Entries for bounding box labeling

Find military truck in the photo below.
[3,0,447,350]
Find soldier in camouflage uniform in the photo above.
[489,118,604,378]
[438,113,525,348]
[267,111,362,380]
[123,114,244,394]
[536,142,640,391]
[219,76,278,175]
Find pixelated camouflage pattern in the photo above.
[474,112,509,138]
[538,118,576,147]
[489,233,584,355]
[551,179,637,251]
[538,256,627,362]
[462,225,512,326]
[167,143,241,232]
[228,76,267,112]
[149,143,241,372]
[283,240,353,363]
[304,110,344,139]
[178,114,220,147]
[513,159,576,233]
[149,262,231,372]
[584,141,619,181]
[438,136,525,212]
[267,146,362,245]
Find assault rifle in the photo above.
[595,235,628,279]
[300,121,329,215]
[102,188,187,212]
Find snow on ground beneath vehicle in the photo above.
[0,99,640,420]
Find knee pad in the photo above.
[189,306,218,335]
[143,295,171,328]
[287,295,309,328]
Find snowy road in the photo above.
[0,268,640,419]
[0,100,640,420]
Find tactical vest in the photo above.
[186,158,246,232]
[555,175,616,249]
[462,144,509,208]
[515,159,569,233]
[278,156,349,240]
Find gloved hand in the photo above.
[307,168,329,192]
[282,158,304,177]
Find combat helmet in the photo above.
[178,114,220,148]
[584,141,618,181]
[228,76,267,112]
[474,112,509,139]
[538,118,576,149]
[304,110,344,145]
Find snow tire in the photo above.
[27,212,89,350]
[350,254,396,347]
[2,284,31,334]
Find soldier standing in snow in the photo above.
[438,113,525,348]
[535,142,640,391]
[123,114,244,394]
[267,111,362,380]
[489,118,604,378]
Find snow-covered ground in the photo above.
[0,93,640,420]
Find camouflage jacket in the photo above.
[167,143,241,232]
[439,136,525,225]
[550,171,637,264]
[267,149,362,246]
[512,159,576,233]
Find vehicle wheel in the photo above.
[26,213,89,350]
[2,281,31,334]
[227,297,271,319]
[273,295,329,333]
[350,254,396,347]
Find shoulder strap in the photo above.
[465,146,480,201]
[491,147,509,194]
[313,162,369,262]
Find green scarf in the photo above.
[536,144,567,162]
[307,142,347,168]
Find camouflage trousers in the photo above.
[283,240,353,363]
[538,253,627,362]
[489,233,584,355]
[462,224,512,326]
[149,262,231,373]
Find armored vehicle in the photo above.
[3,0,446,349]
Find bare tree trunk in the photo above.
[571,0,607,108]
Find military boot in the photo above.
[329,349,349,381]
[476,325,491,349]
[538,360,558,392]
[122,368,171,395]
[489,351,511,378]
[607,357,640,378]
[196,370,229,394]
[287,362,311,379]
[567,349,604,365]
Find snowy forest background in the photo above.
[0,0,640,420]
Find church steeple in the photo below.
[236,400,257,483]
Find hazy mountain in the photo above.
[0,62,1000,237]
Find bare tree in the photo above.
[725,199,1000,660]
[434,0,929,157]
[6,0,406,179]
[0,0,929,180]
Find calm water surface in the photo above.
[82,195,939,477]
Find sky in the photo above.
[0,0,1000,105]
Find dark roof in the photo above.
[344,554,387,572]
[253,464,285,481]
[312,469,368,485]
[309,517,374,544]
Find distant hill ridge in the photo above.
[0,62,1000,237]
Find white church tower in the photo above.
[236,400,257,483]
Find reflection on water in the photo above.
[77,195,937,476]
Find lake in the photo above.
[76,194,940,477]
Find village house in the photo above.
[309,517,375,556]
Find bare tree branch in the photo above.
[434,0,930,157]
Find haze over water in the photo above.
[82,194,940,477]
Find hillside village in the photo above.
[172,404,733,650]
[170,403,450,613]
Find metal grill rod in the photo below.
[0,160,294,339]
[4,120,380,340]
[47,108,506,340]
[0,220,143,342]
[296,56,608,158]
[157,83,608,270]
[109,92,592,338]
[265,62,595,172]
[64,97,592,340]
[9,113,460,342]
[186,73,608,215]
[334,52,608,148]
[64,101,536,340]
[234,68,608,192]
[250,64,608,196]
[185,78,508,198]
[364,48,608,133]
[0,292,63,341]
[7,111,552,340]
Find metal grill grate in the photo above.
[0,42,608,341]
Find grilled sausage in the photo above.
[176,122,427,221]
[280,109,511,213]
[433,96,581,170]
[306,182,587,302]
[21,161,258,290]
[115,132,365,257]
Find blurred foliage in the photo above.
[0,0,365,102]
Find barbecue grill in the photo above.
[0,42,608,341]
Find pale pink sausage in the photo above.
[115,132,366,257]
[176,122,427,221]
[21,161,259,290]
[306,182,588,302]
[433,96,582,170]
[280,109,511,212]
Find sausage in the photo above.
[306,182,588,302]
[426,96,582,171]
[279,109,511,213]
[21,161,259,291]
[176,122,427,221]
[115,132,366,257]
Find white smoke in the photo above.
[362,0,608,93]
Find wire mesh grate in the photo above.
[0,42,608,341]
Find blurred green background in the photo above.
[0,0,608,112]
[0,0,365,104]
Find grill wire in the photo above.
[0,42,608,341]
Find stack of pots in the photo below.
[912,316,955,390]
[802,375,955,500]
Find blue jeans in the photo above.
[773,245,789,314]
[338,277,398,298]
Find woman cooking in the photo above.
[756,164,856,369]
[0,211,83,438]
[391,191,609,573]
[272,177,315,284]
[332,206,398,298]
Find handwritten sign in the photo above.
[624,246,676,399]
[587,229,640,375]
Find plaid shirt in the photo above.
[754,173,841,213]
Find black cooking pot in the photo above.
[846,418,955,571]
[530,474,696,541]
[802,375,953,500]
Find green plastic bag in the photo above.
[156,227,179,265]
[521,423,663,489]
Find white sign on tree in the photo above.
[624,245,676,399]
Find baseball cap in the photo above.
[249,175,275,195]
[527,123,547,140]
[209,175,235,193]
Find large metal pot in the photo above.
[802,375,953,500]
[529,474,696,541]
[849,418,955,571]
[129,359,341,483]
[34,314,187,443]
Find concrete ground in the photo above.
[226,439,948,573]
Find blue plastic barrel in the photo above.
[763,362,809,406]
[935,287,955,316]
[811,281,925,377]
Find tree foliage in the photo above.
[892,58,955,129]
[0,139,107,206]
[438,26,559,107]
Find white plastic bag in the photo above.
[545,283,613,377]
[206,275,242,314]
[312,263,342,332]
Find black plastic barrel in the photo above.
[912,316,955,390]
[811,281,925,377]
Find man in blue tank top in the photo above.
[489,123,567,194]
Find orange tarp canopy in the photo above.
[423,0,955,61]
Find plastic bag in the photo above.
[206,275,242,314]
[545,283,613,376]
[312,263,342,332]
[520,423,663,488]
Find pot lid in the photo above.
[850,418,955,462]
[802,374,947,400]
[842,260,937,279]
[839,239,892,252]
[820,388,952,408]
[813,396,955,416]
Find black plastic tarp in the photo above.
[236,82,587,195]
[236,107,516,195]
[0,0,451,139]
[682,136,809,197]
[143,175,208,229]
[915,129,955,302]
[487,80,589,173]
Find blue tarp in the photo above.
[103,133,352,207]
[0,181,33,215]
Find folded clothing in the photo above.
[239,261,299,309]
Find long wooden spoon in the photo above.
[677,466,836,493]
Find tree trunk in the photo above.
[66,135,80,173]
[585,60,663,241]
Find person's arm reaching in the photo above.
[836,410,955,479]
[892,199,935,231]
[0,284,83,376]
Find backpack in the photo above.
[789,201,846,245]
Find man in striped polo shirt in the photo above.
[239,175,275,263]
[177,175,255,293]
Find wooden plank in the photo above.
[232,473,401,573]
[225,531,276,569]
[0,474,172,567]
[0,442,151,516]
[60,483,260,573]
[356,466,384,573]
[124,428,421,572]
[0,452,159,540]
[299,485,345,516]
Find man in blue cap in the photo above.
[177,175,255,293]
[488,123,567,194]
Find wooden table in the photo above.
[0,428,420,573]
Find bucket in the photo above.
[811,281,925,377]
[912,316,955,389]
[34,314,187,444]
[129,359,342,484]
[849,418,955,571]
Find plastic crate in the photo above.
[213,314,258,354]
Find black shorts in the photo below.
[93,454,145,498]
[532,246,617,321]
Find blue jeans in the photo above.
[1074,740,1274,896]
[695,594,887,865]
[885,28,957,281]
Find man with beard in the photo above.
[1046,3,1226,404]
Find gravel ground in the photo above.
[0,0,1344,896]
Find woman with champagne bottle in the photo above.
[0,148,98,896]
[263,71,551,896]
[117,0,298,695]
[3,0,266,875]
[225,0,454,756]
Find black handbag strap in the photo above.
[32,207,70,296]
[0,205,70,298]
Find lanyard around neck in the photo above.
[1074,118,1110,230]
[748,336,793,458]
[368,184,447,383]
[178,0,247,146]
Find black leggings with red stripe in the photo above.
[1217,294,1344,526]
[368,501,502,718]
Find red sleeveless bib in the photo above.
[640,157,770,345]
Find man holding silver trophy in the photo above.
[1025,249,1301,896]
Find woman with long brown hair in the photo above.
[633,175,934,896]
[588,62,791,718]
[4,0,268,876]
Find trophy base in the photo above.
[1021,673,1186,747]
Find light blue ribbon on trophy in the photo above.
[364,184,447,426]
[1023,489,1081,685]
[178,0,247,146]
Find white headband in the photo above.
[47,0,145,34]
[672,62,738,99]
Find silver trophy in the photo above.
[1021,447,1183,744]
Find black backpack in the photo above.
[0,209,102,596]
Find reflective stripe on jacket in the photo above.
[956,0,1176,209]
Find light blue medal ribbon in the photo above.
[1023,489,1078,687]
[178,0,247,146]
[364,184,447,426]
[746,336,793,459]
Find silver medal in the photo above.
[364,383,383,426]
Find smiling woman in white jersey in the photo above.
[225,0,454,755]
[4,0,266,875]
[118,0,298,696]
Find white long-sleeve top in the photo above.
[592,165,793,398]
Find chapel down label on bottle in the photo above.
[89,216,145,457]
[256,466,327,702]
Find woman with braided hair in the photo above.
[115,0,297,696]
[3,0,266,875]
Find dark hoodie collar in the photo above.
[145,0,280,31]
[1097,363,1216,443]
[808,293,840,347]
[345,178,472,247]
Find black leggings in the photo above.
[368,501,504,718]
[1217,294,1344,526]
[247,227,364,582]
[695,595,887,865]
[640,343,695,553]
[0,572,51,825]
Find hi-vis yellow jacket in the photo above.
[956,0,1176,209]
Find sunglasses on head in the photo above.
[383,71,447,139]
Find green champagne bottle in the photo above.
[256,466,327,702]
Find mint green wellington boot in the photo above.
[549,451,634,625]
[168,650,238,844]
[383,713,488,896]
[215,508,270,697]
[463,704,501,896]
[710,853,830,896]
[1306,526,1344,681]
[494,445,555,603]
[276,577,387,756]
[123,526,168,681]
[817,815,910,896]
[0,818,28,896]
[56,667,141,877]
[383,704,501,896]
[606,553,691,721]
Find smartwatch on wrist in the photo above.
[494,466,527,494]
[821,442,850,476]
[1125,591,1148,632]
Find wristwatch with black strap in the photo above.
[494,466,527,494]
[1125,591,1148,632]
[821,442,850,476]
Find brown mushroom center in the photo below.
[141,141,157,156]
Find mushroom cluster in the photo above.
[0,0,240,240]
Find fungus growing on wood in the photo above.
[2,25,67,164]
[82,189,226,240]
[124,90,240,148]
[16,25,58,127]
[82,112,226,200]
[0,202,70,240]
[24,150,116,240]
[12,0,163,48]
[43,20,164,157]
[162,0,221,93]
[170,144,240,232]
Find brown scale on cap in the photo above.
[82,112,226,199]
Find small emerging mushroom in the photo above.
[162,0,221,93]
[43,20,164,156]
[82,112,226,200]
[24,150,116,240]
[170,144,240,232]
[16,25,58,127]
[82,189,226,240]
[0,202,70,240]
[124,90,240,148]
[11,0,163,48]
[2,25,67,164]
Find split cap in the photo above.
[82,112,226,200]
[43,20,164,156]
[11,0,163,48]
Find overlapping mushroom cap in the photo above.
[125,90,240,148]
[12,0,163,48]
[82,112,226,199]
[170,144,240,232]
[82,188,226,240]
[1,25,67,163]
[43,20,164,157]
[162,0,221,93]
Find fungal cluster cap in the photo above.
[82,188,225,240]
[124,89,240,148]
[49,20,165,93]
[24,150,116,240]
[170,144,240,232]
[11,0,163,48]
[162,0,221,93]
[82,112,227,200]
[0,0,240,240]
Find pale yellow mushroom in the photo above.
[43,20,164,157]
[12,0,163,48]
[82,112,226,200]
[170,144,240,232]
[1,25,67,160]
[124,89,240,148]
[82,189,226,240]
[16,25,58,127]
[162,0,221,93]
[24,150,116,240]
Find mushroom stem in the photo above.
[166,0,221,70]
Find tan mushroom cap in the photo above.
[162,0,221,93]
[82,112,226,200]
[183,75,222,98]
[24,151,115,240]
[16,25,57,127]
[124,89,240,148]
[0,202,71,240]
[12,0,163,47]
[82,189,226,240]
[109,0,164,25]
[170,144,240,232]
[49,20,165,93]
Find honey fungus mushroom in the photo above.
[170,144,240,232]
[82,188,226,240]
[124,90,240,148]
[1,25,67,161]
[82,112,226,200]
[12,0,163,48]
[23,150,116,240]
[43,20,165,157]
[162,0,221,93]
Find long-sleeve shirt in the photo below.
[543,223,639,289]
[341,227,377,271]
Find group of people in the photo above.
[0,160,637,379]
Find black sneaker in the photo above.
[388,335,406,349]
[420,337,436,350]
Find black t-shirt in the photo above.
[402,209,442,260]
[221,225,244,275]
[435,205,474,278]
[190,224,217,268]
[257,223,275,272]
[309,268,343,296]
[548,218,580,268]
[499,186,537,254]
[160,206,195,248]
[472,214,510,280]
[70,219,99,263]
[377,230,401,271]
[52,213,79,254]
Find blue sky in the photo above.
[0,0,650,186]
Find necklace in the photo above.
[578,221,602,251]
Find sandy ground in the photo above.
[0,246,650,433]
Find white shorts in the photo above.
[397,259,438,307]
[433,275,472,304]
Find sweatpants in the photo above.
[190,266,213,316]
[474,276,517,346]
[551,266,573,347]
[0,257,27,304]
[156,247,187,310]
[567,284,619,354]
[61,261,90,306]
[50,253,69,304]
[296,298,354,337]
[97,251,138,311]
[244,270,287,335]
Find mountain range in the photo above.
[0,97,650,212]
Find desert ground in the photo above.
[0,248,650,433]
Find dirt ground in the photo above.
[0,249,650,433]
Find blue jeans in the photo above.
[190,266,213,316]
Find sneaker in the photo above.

* _GIVEN EXERCISE_
Update the listing, starting with its first line and going on through the line with "[219,76,278,175]", so that "military truck" becomes "army truck" and nothing else changes. Give back only those lines.

* _TASK SOLUTION_
Find army truck in the photo below.
[3,0,447,350]
Find soldier in camouflage uniform in the photo above.
[489,118,604,378]
[438,113,525,348]
[267,111,362,380]
[123,114,244,394]
[536,142,640,391]
[219,76,278,175]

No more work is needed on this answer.